▶ _REQUIRED WORK_: Give back every record verbatim, but not the pictures.

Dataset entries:
┏━━

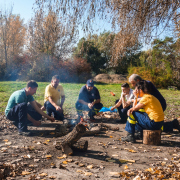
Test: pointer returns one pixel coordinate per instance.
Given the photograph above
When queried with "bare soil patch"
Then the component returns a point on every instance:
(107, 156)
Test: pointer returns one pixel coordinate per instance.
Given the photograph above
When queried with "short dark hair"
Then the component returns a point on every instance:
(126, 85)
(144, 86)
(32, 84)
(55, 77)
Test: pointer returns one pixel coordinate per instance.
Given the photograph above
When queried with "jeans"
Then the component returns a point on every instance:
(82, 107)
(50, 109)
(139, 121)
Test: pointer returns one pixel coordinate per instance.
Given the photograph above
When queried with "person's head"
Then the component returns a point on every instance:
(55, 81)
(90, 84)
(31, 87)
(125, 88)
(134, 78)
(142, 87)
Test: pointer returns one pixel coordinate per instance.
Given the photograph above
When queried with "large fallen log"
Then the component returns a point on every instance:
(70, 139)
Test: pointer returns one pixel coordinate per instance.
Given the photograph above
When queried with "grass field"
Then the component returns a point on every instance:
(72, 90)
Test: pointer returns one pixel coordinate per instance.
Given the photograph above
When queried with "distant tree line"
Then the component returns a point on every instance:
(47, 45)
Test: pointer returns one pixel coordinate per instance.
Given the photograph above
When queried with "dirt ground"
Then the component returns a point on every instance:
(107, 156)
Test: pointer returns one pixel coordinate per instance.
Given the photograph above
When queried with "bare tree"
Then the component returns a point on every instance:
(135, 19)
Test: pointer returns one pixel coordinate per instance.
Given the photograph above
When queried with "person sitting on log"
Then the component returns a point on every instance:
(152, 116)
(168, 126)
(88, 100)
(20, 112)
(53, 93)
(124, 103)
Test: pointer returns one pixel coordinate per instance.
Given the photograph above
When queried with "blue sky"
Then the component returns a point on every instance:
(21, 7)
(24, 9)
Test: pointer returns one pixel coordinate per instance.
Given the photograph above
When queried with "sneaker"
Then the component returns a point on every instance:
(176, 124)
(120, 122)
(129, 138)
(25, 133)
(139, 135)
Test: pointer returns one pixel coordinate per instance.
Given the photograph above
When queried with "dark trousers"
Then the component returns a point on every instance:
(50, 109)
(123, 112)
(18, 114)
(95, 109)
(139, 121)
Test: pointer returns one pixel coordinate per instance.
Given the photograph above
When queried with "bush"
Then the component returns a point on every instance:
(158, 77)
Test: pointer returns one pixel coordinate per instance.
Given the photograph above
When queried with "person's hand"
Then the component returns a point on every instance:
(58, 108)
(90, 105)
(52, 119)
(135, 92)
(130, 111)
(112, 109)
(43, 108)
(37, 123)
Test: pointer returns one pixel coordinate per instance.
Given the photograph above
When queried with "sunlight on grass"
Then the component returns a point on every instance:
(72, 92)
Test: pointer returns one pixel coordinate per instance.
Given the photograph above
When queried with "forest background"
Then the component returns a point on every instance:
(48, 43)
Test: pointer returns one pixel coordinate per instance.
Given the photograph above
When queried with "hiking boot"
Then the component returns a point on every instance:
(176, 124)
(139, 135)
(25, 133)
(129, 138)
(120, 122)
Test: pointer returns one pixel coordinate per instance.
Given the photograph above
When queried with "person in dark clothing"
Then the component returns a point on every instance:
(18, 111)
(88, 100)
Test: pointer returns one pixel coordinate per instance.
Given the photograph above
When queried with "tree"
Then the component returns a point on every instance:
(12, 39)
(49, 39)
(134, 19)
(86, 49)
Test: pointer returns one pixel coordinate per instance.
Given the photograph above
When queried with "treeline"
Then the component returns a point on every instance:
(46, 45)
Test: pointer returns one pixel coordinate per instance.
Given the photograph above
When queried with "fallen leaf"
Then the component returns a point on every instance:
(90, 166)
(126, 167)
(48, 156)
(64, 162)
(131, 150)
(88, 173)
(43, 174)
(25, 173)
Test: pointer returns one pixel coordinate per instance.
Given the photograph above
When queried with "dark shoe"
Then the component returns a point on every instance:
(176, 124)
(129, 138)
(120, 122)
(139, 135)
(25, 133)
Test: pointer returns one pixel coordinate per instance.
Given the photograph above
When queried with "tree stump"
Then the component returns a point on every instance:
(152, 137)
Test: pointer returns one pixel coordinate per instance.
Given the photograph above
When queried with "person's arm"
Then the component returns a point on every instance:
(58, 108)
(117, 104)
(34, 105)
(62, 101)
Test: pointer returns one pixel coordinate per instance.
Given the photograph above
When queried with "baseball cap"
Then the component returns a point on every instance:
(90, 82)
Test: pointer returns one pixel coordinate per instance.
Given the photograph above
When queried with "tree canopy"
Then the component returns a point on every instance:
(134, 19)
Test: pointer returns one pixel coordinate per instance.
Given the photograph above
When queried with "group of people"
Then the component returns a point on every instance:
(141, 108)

┗━━

▶ _ANSWER TO THE EXERCISE_:
Test: pointer returns one pixel coordinate per instance.
Given the photograph above
When queried with "bare soil patch"
Then the component returns a point on every instance:
(107, 156)
Test: pointer returns one pixel coordinate per instance.
Given the photograph above
When queried with "short dark hair"
Then the component returns a point on every instance:
(126, 85)
(144, 86)
(32, 84)
(55, 77)
Test: pointer returns one pixel coordinate per instance.
Given the photograph above
When queried with "jeans"
Then the component returns a point on every instance:
(82, 107)
(50, 109)
(139, 121)
Test: pointer returns one pixel coordinate per instance.
Given the photograph above
When queried with "person's head"
Then the component returns a point on every instance:
(55, 81)
(90, 84)
(31, 87)
(125, 88)
(134, 78)
(142, 87)
Test: pointer returns one pixel coordinate per instance.
Given the photograph above
When queried with "large fallen log"
Then the component returns a point on every instance:
(70, 139)
Test: pointer returns one pixel coordinate per instance.
Given the photograph above
When queried with "grass field"
Then the component returns a point on every instance:
(72, 90)
Test: pointer returns one pixel coordinate per instance.
Given the photograph above
When queried with "distant tree line"
Then the component returns a point on every instance:
(47, 45)
Test: pointer returns one pixel coordinate per instance.
Given the photograph above
When queried with "dirt ground"
Then the component returns a point on every instance:
(107, 156)
Test: pointer returns one pixel coordinate per instance.
Given the photograph above
When queried with "bare tree"
Then the component returns a point on every instance:
(135, 19)
Test: pointer returns one pixel coordinate per instance.
Given the photograph above
When queried with "person sitting on log"
Then the component returns a point on every instance:
(152, 116)
(168, 126)
(88, 100)
(20, 112)
(53, 93)
(124, 103)
Test: pointer returns one pixel coordinate per instance.
Given the photograph above
When queried with "blue sky"
Then the component returns a point on every instance:
(21, 7)
(24, 9)
Test: pointer returns one pixel coordinate per instance.
Given the photograph above
When queried with "sneaker"
Then the component returns a point on every instance:
(176, 124)
(120, 122)
(129, 138)
(25, 133)
(139, 135)
Test: pointer returns one pixel coordinate per instance.
Given the photograph above
When queried with "dark trousers"
Then the component returns a point on every instance:
(50, 109)
(123, 112)
(18, 114)
(95, 109)
(139, 121)
Test: pointer returns one pixel coordinate per instance.
Given the photograph above
When queried with "bush"
Then the component returns a point on every instance:
(158, 77)
Test: pointer returns one pixel coordinate per instance.
Given the photograph above
When queried with "person's hand"
Then the component returns a point on every instance:
(58, 108)
(90, 105)
(52, 119)
(135, 92)
(130, 111)
(112, 109)
(43, 108)
(37, 123)
Test: pointer returns one pixel coordinate per instance.
Given the photograph above
When queried with "sunlight on grass"
Then the component returns a point on every instance:
(72, 92)
Test: pointer returns one pixel coordinate per instance.
Given the photograph above
When queried with "forest background"
Then the component returns a point on every instance:
(48, 43)
Test: pointer returns one pixel coordinate per instance.
Given the photograph above
When queried with "hiking boot"
Then the component returns a point on every instance:
(176, 124)
(139, 135)
(25, 133)
(129, 138)
(120, 122)
Test: pointer returns one pixel coordinate per instance.
Given the photograph above
When queried with "person in dark clothing"
Then the component returns a point on every instance:
(18, 111)
(88, 100)
Test: pointer returns one pixel coordinate per instance.
Given the photograph above
When queried with "tree"
Then the component returns a point on every instance:
(12, 39)
(49, 39)
(134, 19)
(86, 49)
Test: pointer returns one pixel coordinate per instance.
Given the photograph above
When queried with "treeline"
Then the component returns a point on every instance:
(46, 45)
Test: pointer returns one pixel coordinate per instance.
Given the photograph above
When queried with "fallen leaf"
Then the component returns a point on every instance:
(90, 166)
(126, 167)
(48, 156)
(64, 162)
(131, 150)
(88, 173)
(43, 174)
(25, 173)
Test: pointer returns one pixel coordinate per instance.
Given the photograph above
When queried with "dark shoe"
Then the component returns a point on every instance:
(176, 124)
(129, 138)
(120, 122)
(139, 135)
(25, 133)
Test: pointer returns one pixel coordinate per instance.
Given the photograph above
When queried with "tree stump"
Then the component returns a point on every instance:
(152, 137)
Test: pointer returns one pixel coordinate per instance.
Given the photograph above
When queried with "person's arm"
Then the component returns a point on every instance:
(58, 108)
(117, 104)
(34, 105)
(62, 101)
Test: pointer returns one pixel coordinate per instance.
Given the photograph above
When queried with "baseball cap"
Then the component returns a point on every instance:
(90, 82)
Test: pointer returns one pixel coordinate per instance.
Given the photograph above
When queried with "tree canopy"
Then the component returns a point on every instance:
(134, 19)
Test: pointer returns one pixel coordinate per instance.
Given the photograph above
When queried with "group of people"
Then the component returns a point on every instance:
(141, 108)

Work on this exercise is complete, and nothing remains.